Recorded information:
START

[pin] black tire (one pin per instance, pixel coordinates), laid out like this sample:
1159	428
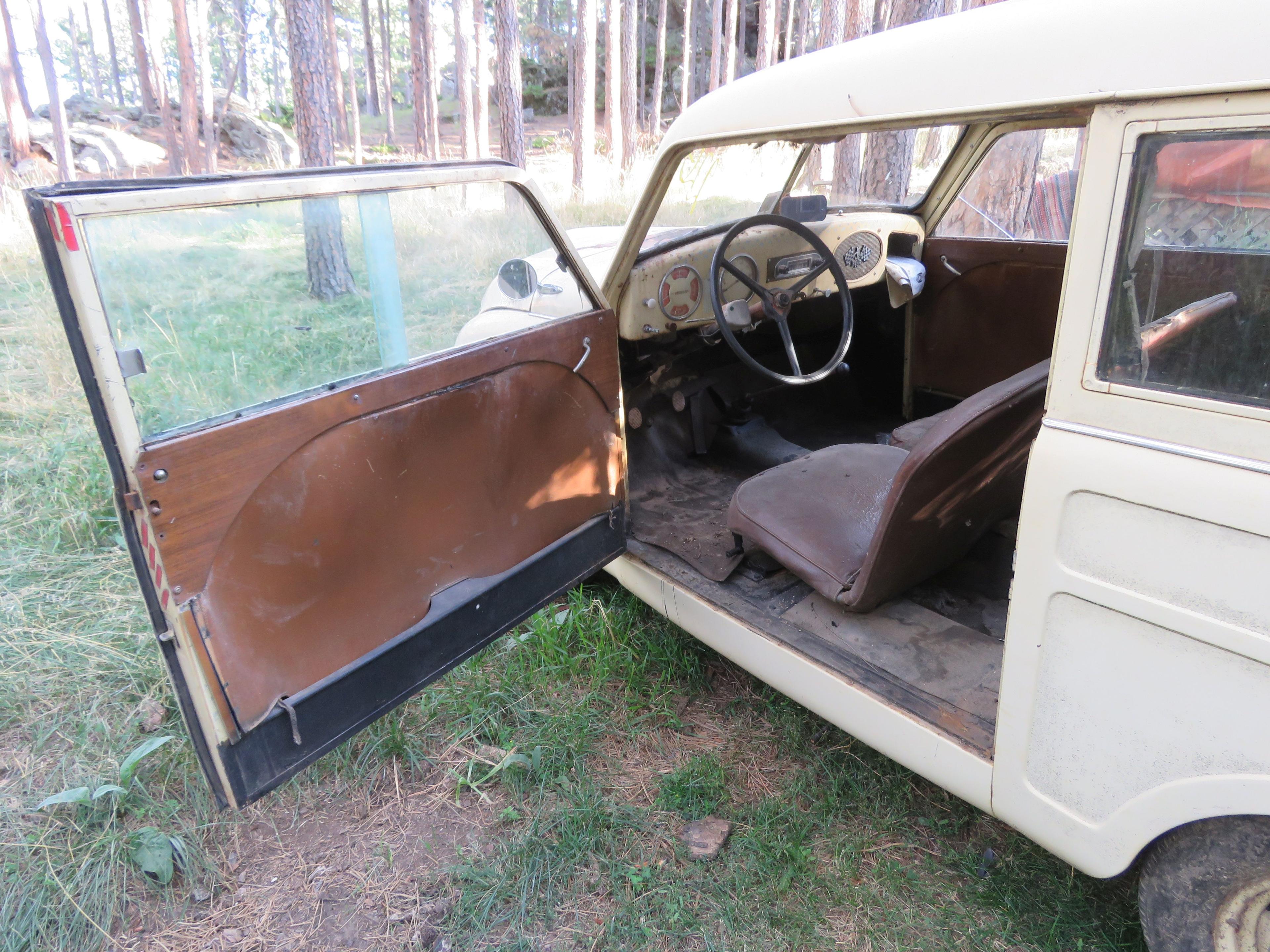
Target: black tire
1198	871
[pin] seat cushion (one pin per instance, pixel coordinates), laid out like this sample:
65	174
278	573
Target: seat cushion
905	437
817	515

END

Goal:
Could you retype every line of the records above word for word, leaving out the pictures?

Answer in full:
[pin] black tire (one pin per instance, pixel coordinates), laid out like this sample:
1159	428
Target: black tire
1198	871
[pin] seat cushion (one pin per instance, pixel coordinates), laid out like this sample:
65	174
278	573
Target: seat cushion
905	437
817	515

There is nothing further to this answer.